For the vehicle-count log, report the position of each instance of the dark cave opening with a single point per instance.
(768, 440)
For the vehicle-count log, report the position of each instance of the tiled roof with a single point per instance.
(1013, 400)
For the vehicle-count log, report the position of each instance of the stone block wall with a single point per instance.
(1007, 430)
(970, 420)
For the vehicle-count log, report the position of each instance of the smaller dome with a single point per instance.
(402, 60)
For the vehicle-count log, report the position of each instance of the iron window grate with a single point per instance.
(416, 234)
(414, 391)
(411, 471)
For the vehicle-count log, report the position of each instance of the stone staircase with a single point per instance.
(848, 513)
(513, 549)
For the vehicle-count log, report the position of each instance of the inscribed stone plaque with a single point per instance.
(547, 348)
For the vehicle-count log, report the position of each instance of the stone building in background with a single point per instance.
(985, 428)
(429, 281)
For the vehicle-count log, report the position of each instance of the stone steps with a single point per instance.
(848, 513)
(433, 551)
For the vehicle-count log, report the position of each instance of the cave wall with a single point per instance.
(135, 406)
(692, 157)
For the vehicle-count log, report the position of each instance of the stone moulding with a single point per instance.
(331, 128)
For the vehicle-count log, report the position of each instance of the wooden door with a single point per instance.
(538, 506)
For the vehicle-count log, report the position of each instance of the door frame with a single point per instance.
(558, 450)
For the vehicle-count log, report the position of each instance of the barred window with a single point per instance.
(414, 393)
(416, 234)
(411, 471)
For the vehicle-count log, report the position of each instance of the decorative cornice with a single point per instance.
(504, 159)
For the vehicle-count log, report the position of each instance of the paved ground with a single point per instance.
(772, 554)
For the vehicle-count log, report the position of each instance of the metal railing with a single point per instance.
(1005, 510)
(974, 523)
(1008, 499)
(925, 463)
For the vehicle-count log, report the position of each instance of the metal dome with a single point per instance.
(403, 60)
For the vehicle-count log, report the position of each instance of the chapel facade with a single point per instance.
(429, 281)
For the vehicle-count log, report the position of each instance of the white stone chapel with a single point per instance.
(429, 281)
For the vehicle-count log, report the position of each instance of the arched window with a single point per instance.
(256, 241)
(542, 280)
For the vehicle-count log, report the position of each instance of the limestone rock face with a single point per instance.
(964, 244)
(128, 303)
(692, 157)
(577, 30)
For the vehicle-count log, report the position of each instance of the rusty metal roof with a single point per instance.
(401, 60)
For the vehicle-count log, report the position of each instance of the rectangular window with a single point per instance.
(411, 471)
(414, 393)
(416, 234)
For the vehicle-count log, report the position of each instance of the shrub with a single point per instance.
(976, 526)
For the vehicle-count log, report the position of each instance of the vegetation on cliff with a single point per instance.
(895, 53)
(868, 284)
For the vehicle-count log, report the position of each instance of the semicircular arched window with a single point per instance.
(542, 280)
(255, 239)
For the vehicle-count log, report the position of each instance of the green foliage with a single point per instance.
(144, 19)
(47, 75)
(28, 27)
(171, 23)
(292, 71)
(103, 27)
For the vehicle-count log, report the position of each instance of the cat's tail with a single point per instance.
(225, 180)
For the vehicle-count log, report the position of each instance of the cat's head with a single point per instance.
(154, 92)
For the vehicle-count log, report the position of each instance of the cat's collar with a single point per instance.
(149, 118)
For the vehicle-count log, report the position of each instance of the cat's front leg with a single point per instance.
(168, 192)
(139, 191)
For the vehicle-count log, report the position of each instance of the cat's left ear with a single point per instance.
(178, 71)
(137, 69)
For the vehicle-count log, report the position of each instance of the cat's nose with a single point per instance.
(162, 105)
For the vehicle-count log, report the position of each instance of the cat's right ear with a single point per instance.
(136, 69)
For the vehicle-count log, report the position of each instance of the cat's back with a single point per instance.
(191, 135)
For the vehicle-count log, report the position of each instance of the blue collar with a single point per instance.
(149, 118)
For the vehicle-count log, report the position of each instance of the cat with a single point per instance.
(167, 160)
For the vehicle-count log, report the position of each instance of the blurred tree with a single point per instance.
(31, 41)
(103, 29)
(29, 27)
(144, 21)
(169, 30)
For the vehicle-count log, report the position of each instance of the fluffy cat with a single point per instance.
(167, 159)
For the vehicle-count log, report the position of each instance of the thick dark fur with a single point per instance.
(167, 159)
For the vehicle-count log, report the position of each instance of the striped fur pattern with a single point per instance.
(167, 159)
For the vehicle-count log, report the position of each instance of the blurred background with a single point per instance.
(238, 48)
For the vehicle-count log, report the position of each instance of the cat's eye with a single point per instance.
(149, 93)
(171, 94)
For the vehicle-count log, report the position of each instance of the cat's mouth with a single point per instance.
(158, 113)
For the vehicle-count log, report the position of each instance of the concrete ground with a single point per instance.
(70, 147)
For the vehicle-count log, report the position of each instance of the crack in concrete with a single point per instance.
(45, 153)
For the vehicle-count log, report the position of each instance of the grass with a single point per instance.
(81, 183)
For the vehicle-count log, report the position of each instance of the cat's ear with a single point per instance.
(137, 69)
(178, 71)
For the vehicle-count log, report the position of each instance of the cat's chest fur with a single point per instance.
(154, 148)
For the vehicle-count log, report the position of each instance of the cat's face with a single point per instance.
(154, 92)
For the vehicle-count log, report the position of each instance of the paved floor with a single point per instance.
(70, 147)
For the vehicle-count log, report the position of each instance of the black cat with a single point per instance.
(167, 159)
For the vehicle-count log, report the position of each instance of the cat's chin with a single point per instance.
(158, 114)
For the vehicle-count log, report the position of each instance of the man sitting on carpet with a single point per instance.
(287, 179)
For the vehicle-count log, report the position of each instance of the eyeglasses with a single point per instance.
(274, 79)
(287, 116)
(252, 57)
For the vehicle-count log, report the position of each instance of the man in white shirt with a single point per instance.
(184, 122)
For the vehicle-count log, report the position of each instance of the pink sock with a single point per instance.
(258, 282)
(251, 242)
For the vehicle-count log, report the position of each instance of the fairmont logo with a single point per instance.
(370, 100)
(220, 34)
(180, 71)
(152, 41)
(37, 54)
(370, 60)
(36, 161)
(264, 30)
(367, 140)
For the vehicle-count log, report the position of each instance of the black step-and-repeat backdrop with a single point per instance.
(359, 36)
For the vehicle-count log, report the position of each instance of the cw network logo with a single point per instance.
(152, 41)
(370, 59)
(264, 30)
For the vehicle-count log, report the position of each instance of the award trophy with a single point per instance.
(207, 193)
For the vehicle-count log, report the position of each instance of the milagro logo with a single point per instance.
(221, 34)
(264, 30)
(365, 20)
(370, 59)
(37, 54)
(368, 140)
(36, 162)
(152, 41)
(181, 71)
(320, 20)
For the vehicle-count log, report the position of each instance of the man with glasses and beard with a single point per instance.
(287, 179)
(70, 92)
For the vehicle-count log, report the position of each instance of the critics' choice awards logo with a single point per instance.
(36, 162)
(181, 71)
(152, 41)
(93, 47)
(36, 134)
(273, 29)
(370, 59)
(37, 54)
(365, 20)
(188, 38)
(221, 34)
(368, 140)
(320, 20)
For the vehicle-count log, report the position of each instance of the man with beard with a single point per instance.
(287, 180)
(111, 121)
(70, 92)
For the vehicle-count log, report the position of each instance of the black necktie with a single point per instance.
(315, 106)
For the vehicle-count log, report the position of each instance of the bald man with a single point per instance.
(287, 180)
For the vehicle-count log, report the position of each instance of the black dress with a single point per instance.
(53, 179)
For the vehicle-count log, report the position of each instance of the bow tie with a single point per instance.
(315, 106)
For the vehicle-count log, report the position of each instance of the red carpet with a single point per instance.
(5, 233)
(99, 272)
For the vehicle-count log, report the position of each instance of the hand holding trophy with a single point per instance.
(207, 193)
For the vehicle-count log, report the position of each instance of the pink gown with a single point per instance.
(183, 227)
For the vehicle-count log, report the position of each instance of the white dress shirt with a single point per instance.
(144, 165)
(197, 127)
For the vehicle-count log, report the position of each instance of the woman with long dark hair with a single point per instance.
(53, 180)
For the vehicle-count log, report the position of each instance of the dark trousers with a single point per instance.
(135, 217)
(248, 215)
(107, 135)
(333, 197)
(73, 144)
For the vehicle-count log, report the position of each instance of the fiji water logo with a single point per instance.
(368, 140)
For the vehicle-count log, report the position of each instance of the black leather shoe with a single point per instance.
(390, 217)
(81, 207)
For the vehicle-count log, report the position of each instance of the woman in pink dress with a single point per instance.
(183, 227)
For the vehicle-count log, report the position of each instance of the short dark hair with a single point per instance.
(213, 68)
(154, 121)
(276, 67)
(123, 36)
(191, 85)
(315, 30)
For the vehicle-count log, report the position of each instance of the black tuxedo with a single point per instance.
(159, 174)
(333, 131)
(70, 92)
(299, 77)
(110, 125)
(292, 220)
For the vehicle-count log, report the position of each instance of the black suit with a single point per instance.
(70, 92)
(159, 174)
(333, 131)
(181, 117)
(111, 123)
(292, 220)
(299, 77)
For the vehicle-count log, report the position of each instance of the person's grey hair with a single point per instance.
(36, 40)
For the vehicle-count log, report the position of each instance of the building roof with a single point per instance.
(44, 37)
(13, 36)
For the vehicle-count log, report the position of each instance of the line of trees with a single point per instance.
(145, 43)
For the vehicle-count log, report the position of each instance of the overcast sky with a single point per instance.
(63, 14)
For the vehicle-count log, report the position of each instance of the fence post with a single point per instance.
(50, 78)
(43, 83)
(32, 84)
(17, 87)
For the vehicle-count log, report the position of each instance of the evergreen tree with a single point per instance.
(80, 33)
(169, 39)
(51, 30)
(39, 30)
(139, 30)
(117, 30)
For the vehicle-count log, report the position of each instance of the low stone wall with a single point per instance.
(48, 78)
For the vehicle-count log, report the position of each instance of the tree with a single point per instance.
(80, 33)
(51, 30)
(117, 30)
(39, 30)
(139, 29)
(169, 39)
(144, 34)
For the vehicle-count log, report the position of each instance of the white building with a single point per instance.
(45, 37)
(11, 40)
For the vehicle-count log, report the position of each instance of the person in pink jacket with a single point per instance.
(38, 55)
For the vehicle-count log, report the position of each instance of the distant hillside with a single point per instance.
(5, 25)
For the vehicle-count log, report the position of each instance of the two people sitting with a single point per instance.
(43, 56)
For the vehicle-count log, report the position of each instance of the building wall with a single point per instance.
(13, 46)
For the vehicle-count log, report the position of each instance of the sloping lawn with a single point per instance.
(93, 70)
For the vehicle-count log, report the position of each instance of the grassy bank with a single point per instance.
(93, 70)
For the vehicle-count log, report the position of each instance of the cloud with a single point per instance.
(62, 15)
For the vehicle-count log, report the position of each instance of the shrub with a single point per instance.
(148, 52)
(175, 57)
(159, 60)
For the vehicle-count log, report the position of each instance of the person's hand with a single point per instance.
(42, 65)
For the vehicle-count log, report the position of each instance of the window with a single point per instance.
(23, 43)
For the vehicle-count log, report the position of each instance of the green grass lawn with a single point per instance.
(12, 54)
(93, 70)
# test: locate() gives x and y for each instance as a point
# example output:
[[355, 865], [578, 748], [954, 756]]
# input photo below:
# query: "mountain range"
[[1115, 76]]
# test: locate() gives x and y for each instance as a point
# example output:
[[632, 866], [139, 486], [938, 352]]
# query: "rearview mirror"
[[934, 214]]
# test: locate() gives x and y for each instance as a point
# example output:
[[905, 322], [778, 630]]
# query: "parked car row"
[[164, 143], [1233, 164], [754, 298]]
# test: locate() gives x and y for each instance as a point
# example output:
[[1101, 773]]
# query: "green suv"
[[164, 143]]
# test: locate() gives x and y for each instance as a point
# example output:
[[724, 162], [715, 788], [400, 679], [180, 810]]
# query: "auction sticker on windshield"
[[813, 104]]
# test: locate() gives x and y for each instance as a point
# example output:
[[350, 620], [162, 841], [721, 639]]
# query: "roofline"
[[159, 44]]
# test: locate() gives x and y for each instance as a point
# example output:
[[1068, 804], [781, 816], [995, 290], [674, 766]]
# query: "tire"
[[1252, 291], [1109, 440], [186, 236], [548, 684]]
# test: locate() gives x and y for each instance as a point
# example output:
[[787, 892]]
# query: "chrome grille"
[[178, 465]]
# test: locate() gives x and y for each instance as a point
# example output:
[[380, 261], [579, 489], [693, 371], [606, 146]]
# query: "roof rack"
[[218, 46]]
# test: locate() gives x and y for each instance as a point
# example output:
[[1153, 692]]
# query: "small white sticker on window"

* * *

From the records above, print exactly the lines that run from the line with "# input photo" to the line with "[[1068, 804], [781, 816], [995, 290], [674, 766]]", inclusive.

### EXERCISE RESULT
# input photo below:
# query: "mountain range"
[[1115, 76]]
# test: locate() gives x and y for each instance as a point
# example output:
[[632, 866], [139, 486], [938, 352]]
# query: "rearview mirror"
[[934, 214]]
# test: locate() gives x and y for each instance as a point
# example output:
[[905, 322], [778, 630]]
# query: "parked car row"
[[164, 143], [1233, 164], [754, 298]]
# test: locate() gives x and y for each instance as a point
# example output:
[[1101, 773]]
# query: "green suv"
[[164, 143]]
# test: locate() gives x and y for each instance as a point
# example output:
[[724, 162], [715, 788], [400, 679], [180, 810]]
# query: "auction sticker on windshield"
[[813, 104]]
# test: locate() gives x and y for each instance as a point
# example output:
[[350, 620], [162, 841], [721, 639]]
# query: "roofline"
[[159, 44]]
# test: locate() gives x and y for each instance as a point
# example output:
[[1068, 804], [781, 816], [995, 290], [674, 766]]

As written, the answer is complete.